> **Point-per-instance localization data**:

--

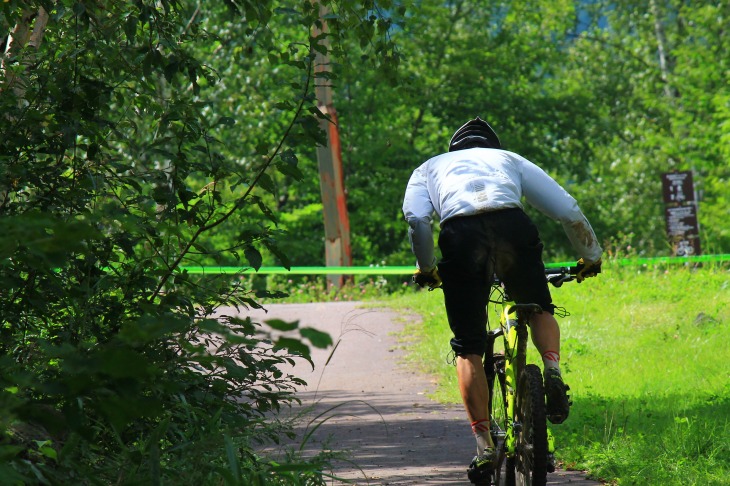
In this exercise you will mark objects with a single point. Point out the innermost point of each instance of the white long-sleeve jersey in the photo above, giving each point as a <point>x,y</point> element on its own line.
<point>479,180</point>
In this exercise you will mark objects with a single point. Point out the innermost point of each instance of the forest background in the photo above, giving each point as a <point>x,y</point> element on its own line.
<point>139,137</point>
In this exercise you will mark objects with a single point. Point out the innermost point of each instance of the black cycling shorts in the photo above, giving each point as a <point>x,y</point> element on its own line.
<point>475,248</point>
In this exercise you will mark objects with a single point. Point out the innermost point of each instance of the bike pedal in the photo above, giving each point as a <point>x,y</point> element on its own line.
<point>551,463</point>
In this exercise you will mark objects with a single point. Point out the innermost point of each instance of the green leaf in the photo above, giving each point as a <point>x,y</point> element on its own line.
<point>226,120</point>
<point>253,256</point>
<point>266,183</point>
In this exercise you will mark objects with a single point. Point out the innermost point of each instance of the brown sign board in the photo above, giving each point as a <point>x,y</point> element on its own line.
<point>683,229</point>
<point>678,187</point>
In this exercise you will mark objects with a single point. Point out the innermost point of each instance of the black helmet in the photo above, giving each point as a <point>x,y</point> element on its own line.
<point>474,133</point>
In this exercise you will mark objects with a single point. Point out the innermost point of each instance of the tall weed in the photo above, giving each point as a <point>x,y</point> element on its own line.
<point>645,354</point>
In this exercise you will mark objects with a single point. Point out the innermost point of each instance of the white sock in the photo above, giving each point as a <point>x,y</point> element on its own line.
<point>551,359</point>
<point>481,432</point>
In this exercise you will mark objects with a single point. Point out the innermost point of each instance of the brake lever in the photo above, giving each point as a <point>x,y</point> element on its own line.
<point>559,280</point>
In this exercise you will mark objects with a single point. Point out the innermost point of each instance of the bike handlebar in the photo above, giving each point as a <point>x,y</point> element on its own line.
<point>558,276</point>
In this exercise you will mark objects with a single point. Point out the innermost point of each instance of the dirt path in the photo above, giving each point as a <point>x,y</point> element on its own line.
<point>396,434</point>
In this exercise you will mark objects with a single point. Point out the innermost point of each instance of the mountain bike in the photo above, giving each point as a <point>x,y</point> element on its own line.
<point>525,445</point>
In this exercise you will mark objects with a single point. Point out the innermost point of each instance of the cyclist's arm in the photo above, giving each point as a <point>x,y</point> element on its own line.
<point>418,209</point>
<point>549,197</point>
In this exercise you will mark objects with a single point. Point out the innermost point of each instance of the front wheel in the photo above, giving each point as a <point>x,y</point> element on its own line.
<point>504,472</point>
<point>531,449</point>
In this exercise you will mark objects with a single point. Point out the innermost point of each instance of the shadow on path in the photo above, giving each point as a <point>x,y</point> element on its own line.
<point>377,409</point>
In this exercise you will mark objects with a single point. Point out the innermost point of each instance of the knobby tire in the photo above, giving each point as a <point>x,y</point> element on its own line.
<point>530,465</point>
<point>499,418</point>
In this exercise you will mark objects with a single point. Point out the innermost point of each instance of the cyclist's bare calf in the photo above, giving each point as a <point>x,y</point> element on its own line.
<point>475,395</point>
<point>546,338</point>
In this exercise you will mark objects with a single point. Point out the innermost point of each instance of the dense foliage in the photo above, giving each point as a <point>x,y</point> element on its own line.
<point>605,96</point>
<point>137,137</point>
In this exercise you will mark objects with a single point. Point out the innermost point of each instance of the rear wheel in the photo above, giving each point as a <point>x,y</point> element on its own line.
<point>532,445</point>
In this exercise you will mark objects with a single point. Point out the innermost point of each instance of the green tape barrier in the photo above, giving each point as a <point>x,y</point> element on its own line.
<point>408,270</point>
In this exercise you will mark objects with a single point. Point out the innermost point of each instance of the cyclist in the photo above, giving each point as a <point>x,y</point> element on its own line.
<point>476,189</point>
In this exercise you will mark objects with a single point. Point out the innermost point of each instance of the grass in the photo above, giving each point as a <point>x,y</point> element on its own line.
<point>646,354</point>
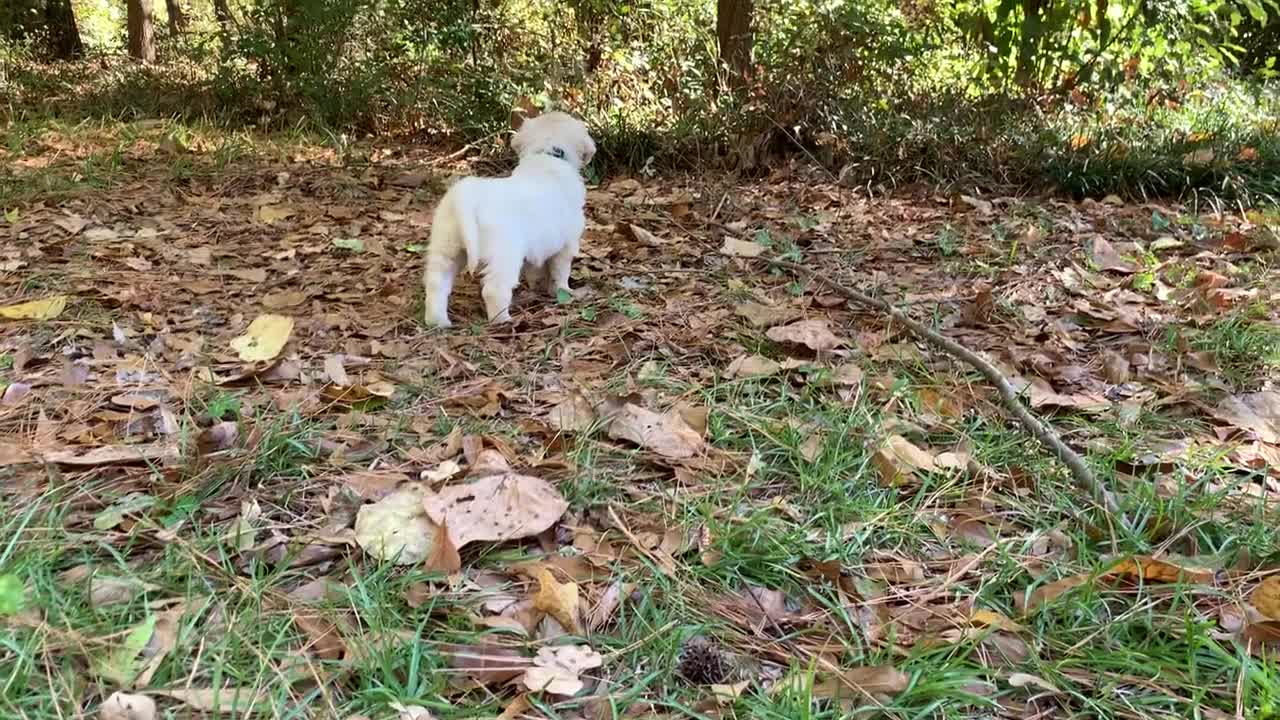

--

> **WORK REQUIRED**:
The result should be every line of the data, reproduced exactly, with the images removed.

> **RESULT FOR THIS TASK**:
In this exercise you will mark objects with a single point. Point out the innermost point of each instance of the white long-sleeve jersey in the photo above, giving each point as a <point>x,y</point> element on its own line.
<point>479,180</point>
In this exercise you will mark objects with a single point. Point out the innermost point of each instance of the forest background in the photo above, giving each point as a <point>x,y</point> element on its own line.
<point>139,137</point>
In this exercise you will mark objects with a single point. Point out the innermost point of each instance of the black cycling shorts in the photo above, giving each point as a <point>x,y</point> element on its own line.
<point>475,248</point>
In this exercise you will mark objects with a single point. Point out the innermost point of each instance of the bike pedal in the photo above, giving each point as a <point>x,y</point> element on its own line.
<point>551,463</point>
In this exercise you will mark objects with a single point. Point out the innermost point of each instance of the green leaf in the photo above, giving each point as a <point>x,y</point> element on its own line.
<point>226,120</point>
<point>253,256</point>
<point>266,183</point>
In this exercise you will mark objects with a single point. Point out the innermost point of each instance of the brown sign board in the photo above, giving each point as a <point>x,y</point> element on its own line.
<point>683,229</point>
<point>678,187</point>
In this exercise you will mark objects with a single point. Point out the innermost point of each instance of the black helmet in the photo above, giving each point as a <point>x,y</point> element on its own line.
<point>474,133</point>
In this exercise you will mark objects with a single point. Point out the innermost point of each instance of the tall weed in the photo above, giving each point as a <point>x,y</point> element on its own line.
<point>645,354</point>
In this exercise you will mark objects with a single point. Point out the innermost point of each instance of the white sock in the photo above, giving each point as a <point>x,y</point> element on its own line.
<point>551,359</point>
<point>481,432</point>
In this exercise you will mark objects with a single point. Point out the innermost point of each instance of the brake lever in the photo above, giving each point as a <point>x,y</point> element on its own line.
<point>559,280</point>
In this exercise you will mark objects with a single point. Point out the innermost point of each instance of the bike handlebar in the photo above, giving each point as a <point>x,y</point> element on its own line.
<point>558,276</point>
In this exercise you will mark objects with a single point. Point out the innermost point of each instance of the dirt path in the photo above, giving each point as a <point>x,y</point> element on its own line.
<point>396,434</point>
In this exercise you will mark objects with a single point. Point out the innermost point of each instance of the mountain bike in the photo above, giving each point as a <point>x,y</point> element on its own line.
<point>525,445</point>
In this exercise you will mark objects with a single point. Point out the innermost point of each instance of the cyclist's arm in the photo above, giving each point as a <point>x,y</point> element on its own line.
<point>418,209</point>
<point>549,197</point>
In this exercise you will mark objects with a single point. Point out the innermost point of each instance of the front wheel in the photo above, giving each point as a <point>x,y</point> element on its own line.
<point>504,472</point>
<point>531,449</point>
In this exercise you will mark objects with a single point. Point out the innermost point of each instance of the shadow on path in the photo above, giving each point as a <point>x,y</point> element on its own line.
<point>377,409</point>
In this exercise you will mark objects with a single point. Point out the innermost point of each instance of the knobby tire in the photo above, giving each point as a <point>x,y</point> element on its own line.
<point>530,465</point>
<point>499,418</point>
In this exercise you will mark objects with a single point. Point out the innermost point of each instance of the cyclist's bare calf in the photo above, giving each point as a <point>x,y</point> element on its own line.
<point>475,395</point>
<point>546,338</point>
In this exercise you will mark objects with a single point. Point out the innermost point of each instance of the dense foliage in the photo above, giving each point as a <point>x,y</point> element on its own line.
<point>605,96</point>
<point>137,137</point>
In this exercise you will mark objects with a single point. Point out the innermost point of each instance of the rear wheel in the photo above, giving each point as a <point>x,y</point> element on its own line.
<point>532,445</point>
In this exercise you will mark objects with a single point. Point out the innermost point of each instance of the green tape barrier in the photo above, giving each point as a <point>x,y</point> element on its own line.
<point>408,270</point>
In this exercise you will mark objects with a single point. Point out the innermost point of each instance of the cyclist in the photo above, giving each point as a <point>x,y</point> element on its own line.
<point>476,189</point>
In this exercise you will mark objects with a single point. Point out the innermost point of each instance of the grass in the photo above, giving each point as a <point>x,y</point> element on its own line.
<point>646,354</point>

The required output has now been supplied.